Schriftliche Aufgaben
- 1) Auf welchen Auftrag ist laut Textauszug beim Kündigen eines alten Auftrags und neuer Vergabe der restlichen Leistungen für den nach § 106 GWB maßgeblichen Schwellenwert abzustellen?
- 2) Schreiben Sie aus dem Textauszug den Abschnitt von „2. Der von der“ bis einschließlich „den Nachprüfungsantrag) liegen.“ unverändert ab.

Textauszug
Entscheidungsstichwort (Thema)
Anforderungen an die Beschwerdeschrift nach § 172 GWB; konkludenter Beiladungsbeschluss, Geltendmachung der Unwirksamkeit nach § 135 Abs. 1 Nr. 2 GWB, Dringlichkeit im Sinne des § 3a EU Abs. 3 Nr. 4 VOB/A
Leitsatz (amtlich)
1. Die Beschwerde ist nur dann wegen eines Begründungsmangels unzulässig, wenn das Beschwerdegericht ihr nicht entnehmen kann, aus welchen Gründen tatsächlicher oder rechtlicher Art die angefochtene Entscheidung nach Auffassung des Beschwerdeführers falsch sein soll. Fehlende Beweisantritte führen daher nur insoweit zur Unzulässigkeit des Rechtsmittels, als ausschließlich die Nichtberücksichtigung von Beweismitteln gerügt, diese aber gleichwohl nicht hinreichend bezeichnet werden. Schlüssigkeit, hinreichenende Substantiierung, Vertretbarkeit oder rechtliche Haltbarkeit der Beschwerdebegründung werden hinsichtlich der formalen Mindestanforderungen nicht verlangt.
2. Der von der vollständig besetzten Vergabekammer zu treffende Beiladungsbeschluss kann in einer konkludenten Billigung der vom Vorsitzenden allein veranlassten Hinzuziehung als Beigeladenem in einem späteren Kammerbeschluss (hier: der Entscheidung über den Nachprüfungsantrag) liegen.
3. Bei Kündigung des Altaufrags und neuer Vergabe der noch nicht fertiggestellten oder nur mangelhaft erbrachten Leistungen ist für den nach § 106 GWB maßgeblichen Schwellenwert auf den gekündigten Altauftrag abzustellen.
4. Der Zugang zum Nachprüfungsverfahren kann nicht mit der Begründung verwehrt werden, das Angebot des Antragsstellers sei aus anderen als mit dem Nachprüfungsantrag zur Überprüfung gestellten Gründen auszuscheiden gewesen, weshalb dem Antragssteller wegen der von ihm behaupteten Rechtswidrigkeit kein Schaden erwachsen sei oder drohe (Anschluss an BGH, Beschluss vom 18. Mai 2004 - X ZB 7/04, "Mischkalkulationen", juris, Rn. 21 = BGHZ 159, 186). Die Frage, ob das Angebot aus irgendwelchen Gründen (zwingend) auszuschließen ist, ist daher eine Frage der Begründetheit, allerdings nur, sofern es für diese hierauf ankommt.

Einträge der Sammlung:
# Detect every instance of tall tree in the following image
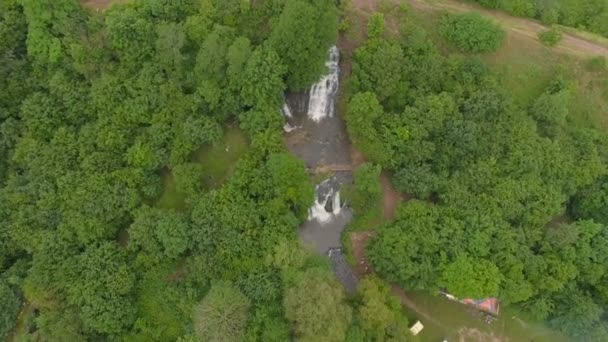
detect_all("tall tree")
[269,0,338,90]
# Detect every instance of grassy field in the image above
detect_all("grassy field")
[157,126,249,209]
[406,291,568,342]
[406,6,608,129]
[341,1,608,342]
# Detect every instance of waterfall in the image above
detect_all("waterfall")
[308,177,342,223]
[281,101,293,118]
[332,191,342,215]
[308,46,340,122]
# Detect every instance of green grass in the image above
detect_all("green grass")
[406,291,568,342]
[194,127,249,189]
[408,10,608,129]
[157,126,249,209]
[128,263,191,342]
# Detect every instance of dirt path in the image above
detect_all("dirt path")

--

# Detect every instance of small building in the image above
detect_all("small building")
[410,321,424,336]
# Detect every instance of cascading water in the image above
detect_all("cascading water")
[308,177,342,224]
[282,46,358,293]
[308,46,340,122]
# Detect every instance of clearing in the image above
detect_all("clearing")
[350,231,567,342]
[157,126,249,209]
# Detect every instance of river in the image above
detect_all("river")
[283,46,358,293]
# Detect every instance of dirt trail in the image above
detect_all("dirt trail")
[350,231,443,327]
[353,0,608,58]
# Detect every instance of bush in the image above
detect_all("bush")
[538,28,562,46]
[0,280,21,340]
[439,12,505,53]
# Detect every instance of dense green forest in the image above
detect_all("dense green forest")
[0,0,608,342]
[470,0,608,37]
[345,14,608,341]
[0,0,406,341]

Ausgaben der Reihe
- 1) Auf den gekündigten Altauftrag.

- 2)
2. Der von der vollständig besetzten Vergabekammer zu treffende Beiladungsbeschluss kann in einer konkludenten Billigung der vom Vorsitzenden allein veranlassten Hinzuziehung als Beigeladenem in einem späteren Kammerbeschluss (hier: der Entscheidung über den Nachprüfungsantrag) liegen.